> **DESAFIO**: Indique se cada afirmação concorda com o excerto sobre Trump, respondendo sim ou não e citando as palavras do excerto que o decidem. 1. Trump apresentou provas de que milhões de pessoas votaram ilegalmente. 2. A palavra "disparate" vem de um termo latino ligado a disparar flechas. 3. O Twitter é descrito como a arma que Trump prefere para disparar palavras.

> **EXCERTO DA PÁGINA**:
--------------------

Há quem pense que qualquer presidente de um país democrático, por muitas limitações que tenha, será sempre normalizado por todo um sistema de checks and balances que impede a excessiva concentração do poder. Receio que isso só em parte acontecerá. A ignorância não é uma fatalidade, mas exige algum empenhamento do próprio para a ultrapassar e até lá alguma contenção. E verifico que há no Presidente eleito dos Estados Unidos um irreprimível impulso para o sound byte que parece não ter sido curado pela vitória eleitoral. Veja-se a afirmação recente através do Twitter, a arma que prefere para disparar palavras, de que tinha ganhado “o voto popular, se se descontarem os milhões de pessoas que votaram ilegalmente”. Não só não apresentou qualquer prova abonatória, como se trata de um óbvio tiro no pé, pois estava a declarar que a eleição ganha por ele, com o reconhecimento da sua principal opositora, tinha afinal sido fraudulenta. Mesmo que os tweets passem a ser filtrados por assessores, a tendência de Trump para o disparate parece difícil de controlar. Já agora um pouco mais de latim: “disparate” e “disparar” estão semanticamente relacionados, pois o primeiro vem de disparatus, que significa disparar flechas em todas as direcções, em vez de as dirigir para um alvo. Vamos, vaticino, continuar a assistir a tiros aleatórios, alguns com gravidade do ponto de vista diplomático. Por exemplo, num alegado diálogo telefónico de Trump com o primeiro-ministro do Paquistão, o futuro Presidente terá dito: “Estou disposto a desempenhar qualquer papel que você queira para encontrar soluções para os problemas pendentes.”

--------------------

> **LINHAS LISTADAS**:
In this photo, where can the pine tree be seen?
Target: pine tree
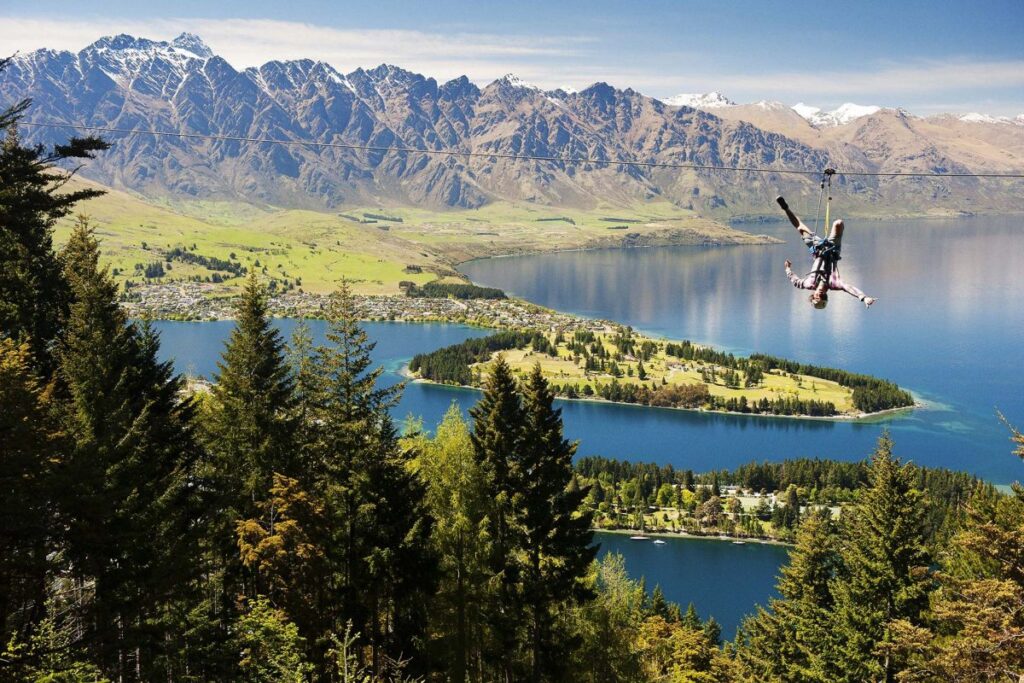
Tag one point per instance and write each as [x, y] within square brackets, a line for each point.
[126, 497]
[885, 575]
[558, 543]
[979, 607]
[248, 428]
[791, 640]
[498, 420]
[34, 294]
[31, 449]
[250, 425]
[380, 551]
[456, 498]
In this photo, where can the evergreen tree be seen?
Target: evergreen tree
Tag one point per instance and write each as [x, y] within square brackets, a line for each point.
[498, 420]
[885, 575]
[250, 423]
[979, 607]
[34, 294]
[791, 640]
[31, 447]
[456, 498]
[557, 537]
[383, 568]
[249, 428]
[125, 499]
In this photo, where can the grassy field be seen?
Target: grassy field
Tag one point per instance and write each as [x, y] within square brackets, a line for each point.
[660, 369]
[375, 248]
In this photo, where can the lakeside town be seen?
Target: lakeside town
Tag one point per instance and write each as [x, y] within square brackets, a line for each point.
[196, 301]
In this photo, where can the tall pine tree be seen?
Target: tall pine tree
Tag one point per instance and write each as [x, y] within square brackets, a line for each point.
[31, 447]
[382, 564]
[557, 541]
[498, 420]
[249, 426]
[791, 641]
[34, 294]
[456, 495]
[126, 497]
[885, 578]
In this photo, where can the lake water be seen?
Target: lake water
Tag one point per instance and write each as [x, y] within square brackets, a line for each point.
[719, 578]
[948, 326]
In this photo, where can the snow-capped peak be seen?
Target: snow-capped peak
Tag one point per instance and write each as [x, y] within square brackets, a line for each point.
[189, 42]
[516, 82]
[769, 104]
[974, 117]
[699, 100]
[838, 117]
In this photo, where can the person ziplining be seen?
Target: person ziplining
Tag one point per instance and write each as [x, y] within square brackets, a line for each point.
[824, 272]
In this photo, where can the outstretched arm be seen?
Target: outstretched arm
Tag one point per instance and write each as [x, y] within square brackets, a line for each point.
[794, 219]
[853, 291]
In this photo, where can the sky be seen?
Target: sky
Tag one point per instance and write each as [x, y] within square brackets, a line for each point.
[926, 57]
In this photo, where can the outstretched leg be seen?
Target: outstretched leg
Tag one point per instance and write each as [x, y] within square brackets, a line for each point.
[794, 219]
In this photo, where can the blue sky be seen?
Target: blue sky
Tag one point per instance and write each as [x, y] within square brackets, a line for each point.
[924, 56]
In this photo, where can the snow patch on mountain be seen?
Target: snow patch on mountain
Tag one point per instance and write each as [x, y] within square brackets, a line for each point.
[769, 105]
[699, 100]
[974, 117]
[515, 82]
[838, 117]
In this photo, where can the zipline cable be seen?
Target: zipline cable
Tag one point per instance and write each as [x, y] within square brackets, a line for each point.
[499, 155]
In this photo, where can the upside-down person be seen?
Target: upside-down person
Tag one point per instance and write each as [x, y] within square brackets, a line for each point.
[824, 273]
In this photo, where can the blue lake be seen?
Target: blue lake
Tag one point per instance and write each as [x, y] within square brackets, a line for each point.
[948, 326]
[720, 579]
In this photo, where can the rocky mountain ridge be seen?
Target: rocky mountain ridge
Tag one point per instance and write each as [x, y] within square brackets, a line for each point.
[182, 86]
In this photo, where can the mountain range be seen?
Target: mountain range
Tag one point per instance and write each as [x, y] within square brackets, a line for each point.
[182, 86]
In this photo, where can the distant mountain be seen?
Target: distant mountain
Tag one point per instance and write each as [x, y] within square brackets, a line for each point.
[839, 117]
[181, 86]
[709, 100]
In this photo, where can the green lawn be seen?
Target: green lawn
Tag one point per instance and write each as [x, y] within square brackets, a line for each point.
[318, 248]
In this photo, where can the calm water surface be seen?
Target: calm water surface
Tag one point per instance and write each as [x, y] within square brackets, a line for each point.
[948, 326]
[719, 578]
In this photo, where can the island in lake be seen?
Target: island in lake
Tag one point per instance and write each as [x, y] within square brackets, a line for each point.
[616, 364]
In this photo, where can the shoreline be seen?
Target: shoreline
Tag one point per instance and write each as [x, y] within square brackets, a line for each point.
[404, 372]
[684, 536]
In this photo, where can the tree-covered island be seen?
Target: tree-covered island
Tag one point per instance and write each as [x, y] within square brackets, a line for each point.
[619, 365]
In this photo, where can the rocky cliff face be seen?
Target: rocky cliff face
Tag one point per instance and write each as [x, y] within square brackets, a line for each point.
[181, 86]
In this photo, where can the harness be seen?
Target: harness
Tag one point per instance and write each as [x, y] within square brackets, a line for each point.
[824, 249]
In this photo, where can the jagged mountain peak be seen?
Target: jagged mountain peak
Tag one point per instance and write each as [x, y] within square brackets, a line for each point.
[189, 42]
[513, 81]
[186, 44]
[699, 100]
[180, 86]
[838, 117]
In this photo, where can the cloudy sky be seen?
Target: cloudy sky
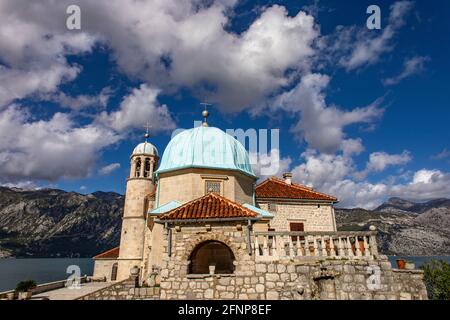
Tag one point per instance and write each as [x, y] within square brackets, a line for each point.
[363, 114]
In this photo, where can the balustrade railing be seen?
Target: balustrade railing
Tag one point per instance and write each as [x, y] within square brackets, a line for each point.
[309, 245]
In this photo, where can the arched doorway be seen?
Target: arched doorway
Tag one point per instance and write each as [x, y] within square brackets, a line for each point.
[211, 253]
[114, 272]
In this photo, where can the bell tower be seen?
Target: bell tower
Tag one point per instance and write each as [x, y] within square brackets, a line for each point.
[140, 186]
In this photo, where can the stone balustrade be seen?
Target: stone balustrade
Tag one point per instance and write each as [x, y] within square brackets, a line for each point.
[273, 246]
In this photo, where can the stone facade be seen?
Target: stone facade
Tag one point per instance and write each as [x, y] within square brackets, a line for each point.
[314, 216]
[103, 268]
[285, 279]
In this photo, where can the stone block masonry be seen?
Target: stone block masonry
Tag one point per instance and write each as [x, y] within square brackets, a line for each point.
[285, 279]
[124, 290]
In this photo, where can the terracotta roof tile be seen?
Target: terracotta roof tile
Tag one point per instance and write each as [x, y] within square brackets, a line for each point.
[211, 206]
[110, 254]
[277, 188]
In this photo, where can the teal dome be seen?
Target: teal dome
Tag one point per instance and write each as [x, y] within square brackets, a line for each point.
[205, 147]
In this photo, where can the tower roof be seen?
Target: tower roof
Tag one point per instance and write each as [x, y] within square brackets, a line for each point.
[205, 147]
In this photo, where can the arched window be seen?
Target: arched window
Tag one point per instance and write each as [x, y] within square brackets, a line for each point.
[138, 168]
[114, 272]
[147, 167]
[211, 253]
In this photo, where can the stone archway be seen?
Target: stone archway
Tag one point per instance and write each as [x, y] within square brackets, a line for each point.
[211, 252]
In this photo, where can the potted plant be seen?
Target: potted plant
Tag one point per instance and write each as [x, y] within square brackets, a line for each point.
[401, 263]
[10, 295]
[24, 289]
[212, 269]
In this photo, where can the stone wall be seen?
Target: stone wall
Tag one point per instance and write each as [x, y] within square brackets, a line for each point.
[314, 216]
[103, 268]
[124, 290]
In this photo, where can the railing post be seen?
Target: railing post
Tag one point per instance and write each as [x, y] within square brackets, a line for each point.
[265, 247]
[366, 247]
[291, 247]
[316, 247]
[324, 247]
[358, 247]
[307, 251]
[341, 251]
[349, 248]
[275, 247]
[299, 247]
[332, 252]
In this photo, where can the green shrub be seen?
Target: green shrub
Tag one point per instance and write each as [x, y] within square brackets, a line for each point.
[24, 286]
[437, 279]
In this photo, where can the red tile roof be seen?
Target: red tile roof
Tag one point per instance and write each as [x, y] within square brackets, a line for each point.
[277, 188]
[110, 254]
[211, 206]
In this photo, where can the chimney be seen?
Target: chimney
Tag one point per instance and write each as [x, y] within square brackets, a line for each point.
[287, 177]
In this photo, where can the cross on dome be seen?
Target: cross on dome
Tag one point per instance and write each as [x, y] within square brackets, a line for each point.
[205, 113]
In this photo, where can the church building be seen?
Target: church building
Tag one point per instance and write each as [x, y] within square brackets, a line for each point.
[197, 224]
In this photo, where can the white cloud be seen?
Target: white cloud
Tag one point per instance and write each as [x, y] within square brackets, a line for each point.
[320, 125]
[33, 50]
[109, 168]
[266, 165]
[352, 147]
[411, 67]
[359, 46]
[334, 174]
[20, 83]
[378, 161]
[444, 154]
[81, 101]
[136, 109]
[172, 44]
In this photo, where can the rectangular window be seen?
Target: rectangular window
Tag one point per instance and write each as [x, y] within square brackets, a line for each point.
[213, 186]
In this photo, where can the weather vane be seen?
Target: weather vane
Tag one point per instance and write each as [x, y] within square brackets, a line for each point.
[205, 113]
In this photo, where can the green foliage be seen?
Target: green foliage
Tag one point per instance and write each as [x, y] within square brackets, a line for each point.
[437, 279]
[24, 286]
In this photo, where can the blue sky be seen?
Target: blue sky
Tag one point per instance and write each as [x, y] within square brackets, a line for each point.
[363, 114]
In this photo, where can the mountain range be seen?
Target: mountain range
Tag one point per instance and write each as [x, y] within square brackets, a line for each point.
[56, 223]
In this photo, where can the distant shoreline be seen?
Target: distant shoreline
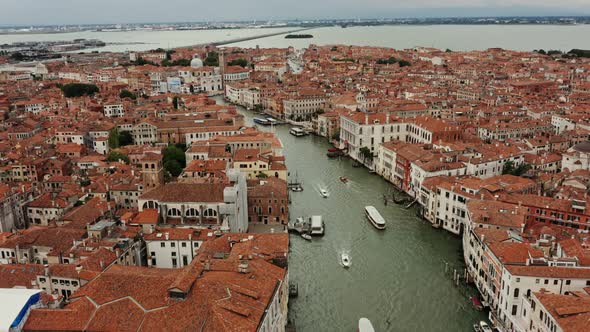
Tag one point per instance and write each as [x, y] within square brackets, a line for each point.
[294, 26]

--------------------

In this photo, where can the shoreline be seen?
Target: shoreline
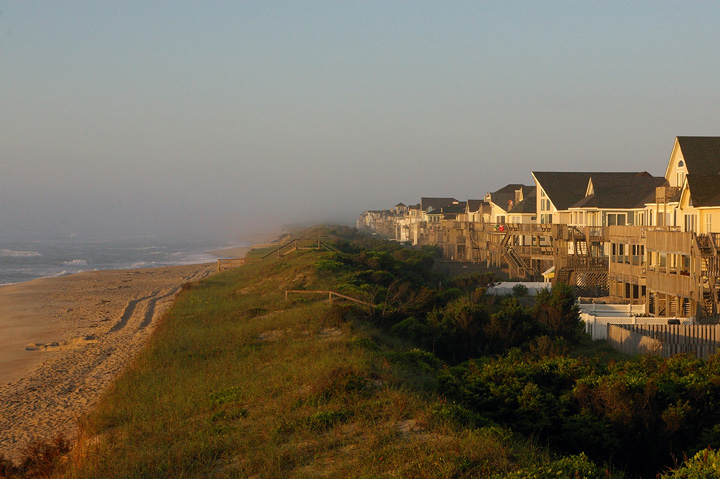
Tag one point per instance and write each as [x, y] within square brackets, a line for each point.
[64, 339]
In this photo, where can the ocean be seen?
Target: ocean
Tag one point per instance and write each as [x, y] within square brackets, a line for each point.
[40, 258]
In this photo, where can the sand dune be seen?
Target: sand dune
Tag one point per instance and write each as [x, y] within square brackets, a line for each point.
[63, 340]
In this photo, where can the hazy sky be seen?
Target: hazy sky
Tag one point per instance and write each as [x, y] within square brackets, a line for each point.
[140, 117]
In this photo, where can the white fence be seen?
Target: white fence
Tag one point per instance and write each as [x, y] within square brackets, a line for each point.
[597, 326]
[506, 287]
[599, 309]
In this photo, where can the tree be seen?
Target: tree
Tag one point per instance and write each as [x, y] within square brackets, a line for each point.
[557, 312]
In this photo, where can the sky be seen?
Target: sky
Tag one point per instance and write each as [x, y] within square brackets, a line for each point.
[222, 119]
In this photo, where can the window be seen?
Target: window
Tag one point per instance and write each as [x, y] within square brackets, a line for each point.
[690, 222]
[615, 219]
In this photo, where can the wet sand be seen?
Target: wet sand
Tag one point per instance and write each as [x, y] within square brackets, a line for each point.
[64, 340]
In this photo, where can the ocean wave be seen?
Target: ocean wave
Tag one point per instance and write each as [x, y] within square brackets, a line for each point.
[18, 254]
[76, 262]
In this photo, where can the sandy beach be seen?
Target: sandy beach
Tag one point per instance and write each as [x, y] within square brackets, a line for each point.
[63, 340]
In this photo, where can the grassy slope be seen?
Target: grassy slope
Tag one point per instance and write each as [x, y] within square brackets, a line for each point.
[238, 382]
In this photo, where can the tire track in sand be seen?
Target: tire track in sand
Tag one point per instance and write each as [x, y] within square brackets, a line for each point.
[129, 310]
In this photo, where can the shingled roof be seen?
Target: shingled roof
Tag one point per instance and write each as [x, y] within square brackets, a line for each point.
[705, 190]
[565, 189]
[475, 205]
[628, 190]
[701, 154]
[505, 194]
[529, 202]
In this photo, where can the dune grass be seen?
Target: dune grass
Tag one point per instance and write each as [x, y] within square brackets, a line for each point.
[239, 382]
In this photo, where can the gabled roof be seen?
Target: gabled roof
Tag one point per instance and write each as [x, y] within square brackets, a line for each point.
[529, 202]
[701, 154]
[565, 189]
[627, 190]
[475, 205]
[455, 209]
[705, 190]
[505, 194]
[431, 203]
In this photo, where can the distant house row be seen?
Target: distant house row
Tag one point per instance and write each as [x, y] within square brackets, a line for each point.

--------------------

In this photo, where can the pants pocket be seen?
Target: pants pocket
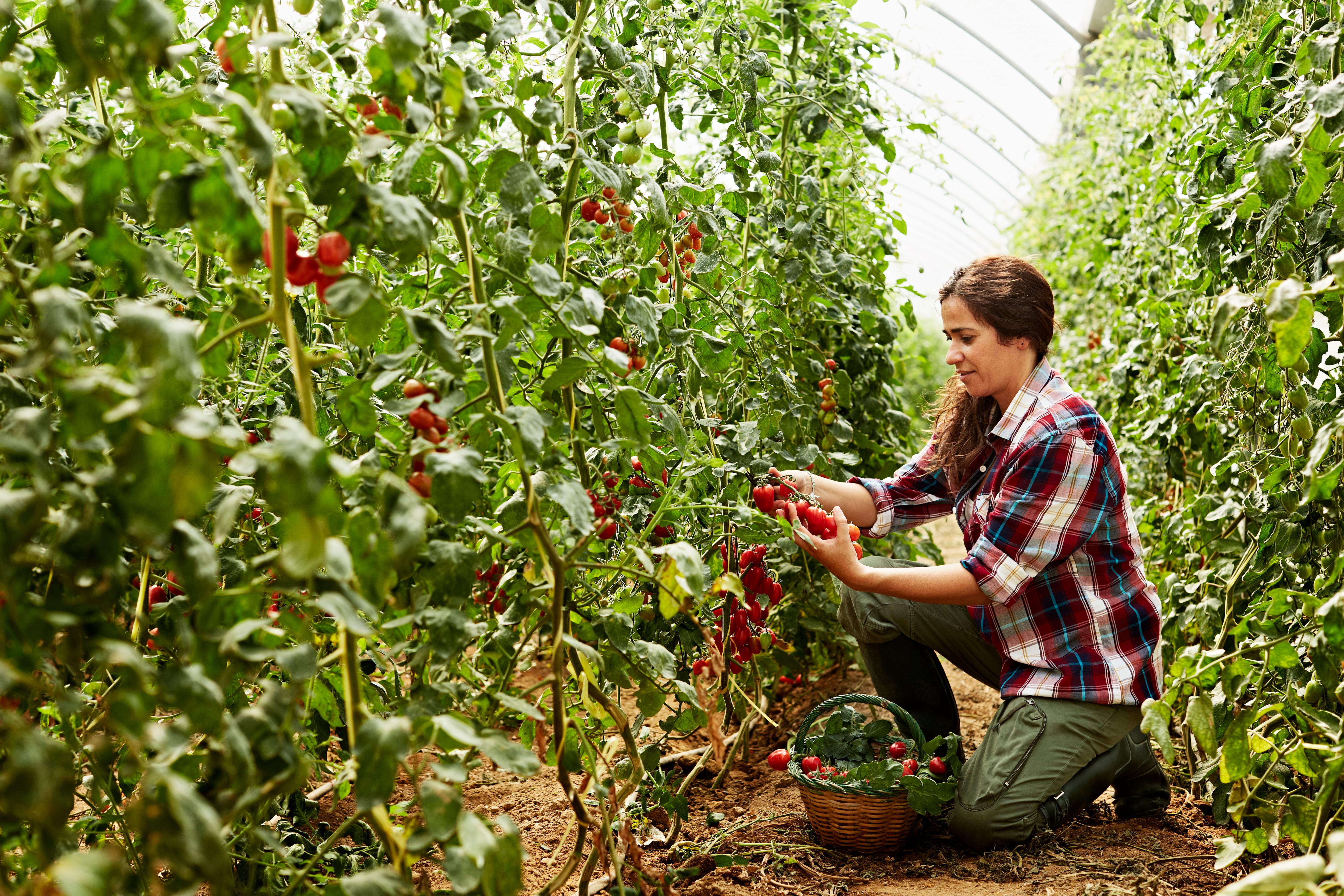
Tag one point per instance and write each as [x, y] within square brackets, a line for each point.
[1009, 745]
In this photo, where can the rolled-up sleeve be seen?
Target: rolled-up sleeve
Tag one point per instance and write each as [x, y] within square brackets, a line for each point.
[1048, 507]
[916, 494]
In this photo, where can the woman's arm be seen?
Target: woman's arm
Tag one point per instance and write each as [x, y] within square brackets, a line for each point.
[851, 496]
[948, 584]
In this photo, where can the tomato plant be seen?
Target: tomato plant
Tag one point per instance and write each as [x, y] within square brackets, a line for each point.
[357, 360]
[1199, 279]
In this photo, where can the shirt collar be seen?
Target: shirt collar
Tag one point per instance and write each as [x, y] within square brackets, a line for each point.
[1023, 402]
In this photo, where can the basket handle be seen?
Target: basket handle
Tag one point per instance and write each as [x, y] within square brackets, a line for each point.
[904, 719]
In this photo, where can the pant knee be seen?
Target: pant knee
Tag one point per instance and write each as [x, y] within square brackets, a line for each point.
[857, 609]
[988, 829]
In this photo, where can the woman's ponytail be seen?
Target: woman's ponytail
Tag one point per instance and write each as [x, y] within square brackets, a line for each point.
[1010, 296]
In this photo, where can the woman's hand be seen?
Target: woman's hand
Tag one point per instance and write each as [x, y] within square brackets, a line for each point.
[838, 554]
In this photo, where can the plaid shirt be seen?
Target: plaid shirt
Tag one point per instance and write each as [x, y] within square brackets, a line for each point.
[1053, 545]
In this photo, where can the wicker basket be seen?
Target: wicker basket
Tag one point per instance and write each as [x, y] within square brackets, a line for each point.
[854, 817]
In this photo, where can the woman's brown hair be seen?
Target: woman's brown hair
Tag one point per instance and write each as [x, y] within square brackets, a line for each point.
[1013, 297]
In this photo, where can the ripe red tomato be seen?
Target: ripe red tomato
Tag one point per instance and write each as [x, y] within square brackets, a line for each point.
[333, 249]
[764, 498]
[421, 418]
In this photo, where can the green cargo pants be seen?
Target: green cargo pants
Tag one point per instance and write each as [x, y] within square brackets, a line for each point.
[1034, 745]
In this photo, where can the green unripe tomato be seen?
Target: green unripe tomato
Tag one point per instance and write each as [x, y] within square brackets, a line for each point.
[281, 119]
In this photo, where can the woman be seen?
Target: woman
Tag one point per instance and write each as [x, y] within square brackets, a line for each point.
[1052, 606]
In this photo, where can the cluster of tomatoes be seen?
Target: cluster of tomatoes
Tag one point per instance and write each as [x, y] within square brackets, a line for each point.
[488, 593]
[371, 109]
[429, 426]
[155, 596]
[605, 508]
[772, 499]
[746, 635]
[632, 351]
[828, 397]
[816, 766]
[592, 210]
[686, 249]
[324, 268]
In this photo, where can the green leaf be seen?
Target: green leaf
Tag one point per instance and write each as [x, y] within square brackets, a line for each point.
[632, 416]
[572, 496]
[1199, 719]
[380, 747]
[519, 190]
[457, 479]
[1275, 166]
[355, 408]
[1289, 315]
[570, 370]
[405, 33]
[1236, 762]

--------------------

> **RESPOSTA**:
1. Não: "Não só não apresentou qualquer prova abonatória".
2. Sim: "o primeiro vem de disparatus, que significa disparar flechas em todas as direcções, em vez de as dirigir para um alvo".
3. Sim: "através do Twitter, a arma que prefere para disparar palavras".